- _Work required_
Would you repeat each of the lines below exactly?

- _Supplied data_
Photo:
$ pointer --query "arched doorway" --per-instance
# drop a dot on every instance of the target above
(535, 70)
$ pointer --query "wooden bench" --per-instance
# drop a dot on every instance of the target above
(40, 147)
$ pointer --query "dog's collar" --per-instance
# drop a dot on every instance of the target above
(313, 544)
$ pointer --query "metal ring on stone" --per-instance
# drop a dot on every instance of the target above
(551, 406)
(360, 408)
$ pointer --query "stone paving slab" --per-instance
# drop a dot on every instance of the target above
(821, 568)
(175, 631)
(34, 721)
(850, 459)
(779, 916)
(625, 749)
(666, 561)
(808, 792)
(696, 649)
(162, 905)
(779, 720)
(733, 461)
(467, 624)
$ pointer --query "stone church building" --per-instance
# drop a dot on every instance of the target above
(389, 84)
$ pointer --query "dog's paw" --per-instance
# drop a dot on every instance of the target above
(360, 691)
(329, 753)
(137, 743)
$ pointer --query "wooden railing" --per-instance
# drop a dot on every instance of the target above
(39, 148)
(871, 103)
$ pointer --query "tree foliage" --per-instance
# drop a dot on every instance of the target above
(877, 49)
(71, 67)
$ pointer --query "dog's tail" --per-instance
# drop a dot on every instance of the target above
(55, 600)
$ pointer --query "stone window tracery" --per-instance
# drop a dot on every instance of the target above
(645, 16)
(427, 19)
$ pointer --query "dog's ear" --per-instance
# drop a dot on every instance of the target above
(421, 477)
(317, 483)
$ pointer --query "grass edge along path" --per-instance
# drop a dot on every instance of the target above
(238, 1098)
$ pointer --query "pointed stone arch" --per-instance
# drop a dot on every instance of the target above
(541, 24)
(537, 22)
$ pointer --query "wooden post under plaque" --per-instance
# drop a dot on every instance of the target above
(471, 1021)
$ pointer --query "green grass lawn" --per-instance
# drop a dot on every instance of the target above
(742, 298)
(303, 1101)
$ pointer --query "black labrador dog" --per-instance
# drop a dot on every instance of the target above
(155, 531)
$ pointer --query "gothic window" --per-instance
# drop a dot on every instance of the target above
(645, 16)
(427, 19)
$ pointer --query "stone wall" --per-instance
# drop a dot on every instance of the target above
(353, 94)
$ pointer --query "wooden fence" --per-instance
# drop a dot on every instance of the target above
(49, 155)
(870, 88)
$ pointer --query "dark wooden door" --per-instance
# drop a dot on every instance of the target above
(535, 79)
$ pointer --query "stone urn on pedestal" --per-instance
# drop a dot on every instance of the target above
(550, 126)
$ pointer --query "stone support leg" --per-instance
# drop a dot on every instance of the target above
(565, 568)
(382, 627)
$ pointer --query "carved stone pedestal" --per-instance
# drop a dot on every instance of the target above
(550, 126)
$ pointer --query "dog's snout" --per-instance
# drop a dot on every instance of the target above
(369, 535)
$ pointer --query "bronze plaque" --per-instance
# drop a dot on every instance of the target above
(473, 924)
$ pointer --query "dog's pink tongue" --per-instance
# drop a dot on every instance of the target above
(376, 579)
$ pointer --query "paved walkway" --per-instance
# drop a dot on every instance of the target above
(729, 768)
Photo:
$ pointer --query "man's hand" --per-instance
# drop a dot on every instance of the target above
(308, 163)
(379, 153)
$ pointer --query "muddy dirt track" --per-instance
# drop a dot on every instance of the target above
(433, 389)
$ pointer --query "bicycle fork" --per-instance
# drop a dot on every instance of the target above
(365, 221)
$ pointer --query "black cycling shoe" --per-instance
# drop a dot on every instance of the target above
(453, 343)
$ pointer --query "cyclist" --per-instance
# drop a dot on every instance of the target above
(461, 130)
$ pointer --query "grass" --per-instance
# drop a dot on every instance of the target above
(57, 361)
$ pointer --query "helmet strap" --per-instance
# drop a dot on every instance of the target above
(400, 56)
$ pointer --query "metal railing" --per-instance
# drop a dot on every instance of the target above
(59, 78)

- _Task output_
Photo:
$ pointer --query "arched doorway" --per-instance
# drop a dot on every instance of the target above
(535, 70)
$ pointer --query "wooden bench" --per-instance
# drop a dot on every instance of the target above
(40, 147)
$ pointer --query "dog's collar" --per-instance
# drop a dot on every instance of the target above
(313, 544)
$ pointer --query "metal ring on stone" --per-instance
# drop a dot on every instance of the target above
(551, 406)
(360, 408)
$ pointer --query "stone paving slab" --per-instance
# drop a dot on every instance of the target above
(821, 568)
(175, 631)
(34, 721)
(850, 459)
(779, 916)
(625, 749)
(666, 561)
(808, 792)
(696, 649)
(162, 905)
(779, 720)
(733, 461)
(467, 624)
$ pointer --query "stone church building" --per-instance
# drop a dot on every instance of the target above
(389, 84)
$ pointer --query "dog's paw" --per-instance
# drop a dot on every instance of the target above
(360, 691)
(329, 753)
(137, 743)
$ pointer --query "wooden railing" --per-instance
# drop a dot on every instance of the target above
(39, 148)
(871, 103)
$ pointer --query "tree foliage" --per-instance
# drop a dot on every instance of the target above
(877, 49)
(71, 67)
$ pointer --query "dog's tail" --per-instance
# drop a dot on every instance of the target above
(55, 600)
$ pointer --query "stone window tracery" --per-instance
# drop a dot on every instance of the target above
(645, 16)
(427, 19)
$ pointer --query "dog's ear" --per-instance
# drop a dot on every instance of the target above
(421, 477)
(317, 483)
$ pointer --query "grass edge along path" --per-instance
# drop a dot on every instance of the target above
(238, 1098)
$ pointer --query "pointed stone arch" --per-instance
# drop a dot on every instance of the target above
(541, 24)
(537, 22)
$ pointer --query "wooden post under plaque" --per-instance
# drop a dot on every instance of the target above
(471, 1021)
$ pointer --query "green grass lawn" --per-instance
# drop a dot on every instance of the target above
(742, 298)
(303, 1101)
$ pointer --query "black labrador dog" --per-instance
# drop a dot on every instance of the target above
(155, 531)
$ pointer --query "gothic window" --per-instance
# drop a dot on every instance of the target above
(645, 16)
(427, 19)
$ pointer --query "stone wall" --per-instance
# drop a dot on every instance of the target above
(353, 94)
$ pointer --query "wooden fence" --per-instance
# drop a dot on every instance of the target above
(49, 155)
(870, 88)
$ pointer --query "dark wooden door" --per-instance
# drop a dot on every instance of the target above
(535, 79)
$ pointer --query "stone urn on pedestal" --per-instance
# drop a dot on every instance of the target above
(550, 126)
$ pointer --query "stone support leg" --per-instance
# drop a dot on every instance of the target above
(565, 568)
(382, 627)
$ pointer --query "carved stone pedestal" --per-instance
# drop a dot on every instance of the target above
(550, 126)
$ pointer --query "dog's snout" --per-instance
# drop a dot on every instance of the target above
(369, 535)
$ pointer --query "bronze plaque" --per-instance
# drop a dot on every instance of the target above
(473, 924)
$ pointer --query "dog's pink tongue" --per-instance
# drop a dot on every instance of the target above
(376, 579)
$ pointer --query "paved walkway" --per-instance
# drop a dot on every instance of the target above
(729, 768)
Photo:
$ pointer --query "man's hand" --per-instance
# drop a dot on every instance of the target above
(308, 163)
(379, 153)
$ pointer --query "muddy dirt track" --per-instance
# drop a dot on every instance of the target above
(433, 389)
$ pointer --query "bicycle fork" --per-instance
# drop a dot on every instance of the target above
(365, 221)
$ pointer --query "black cycling shoe" --per-instance
# drop a dot on every instance of the target above
(453, 343)
$ pointer --query "cyclist" --per-instance
# drop a dot on every instance of the target above
(461, 130)
$ pointer --query "grass" --per-instance
# drop a dot on every instance of the target above
(57, 361)
$ pointer --query "helmet strap" --per-instance
# drop a dot on every instance of the target above
(400, 56)
$ pointer --query "metal railing" --per-instance
# drop a dot on every instance of the target above
(59, 78)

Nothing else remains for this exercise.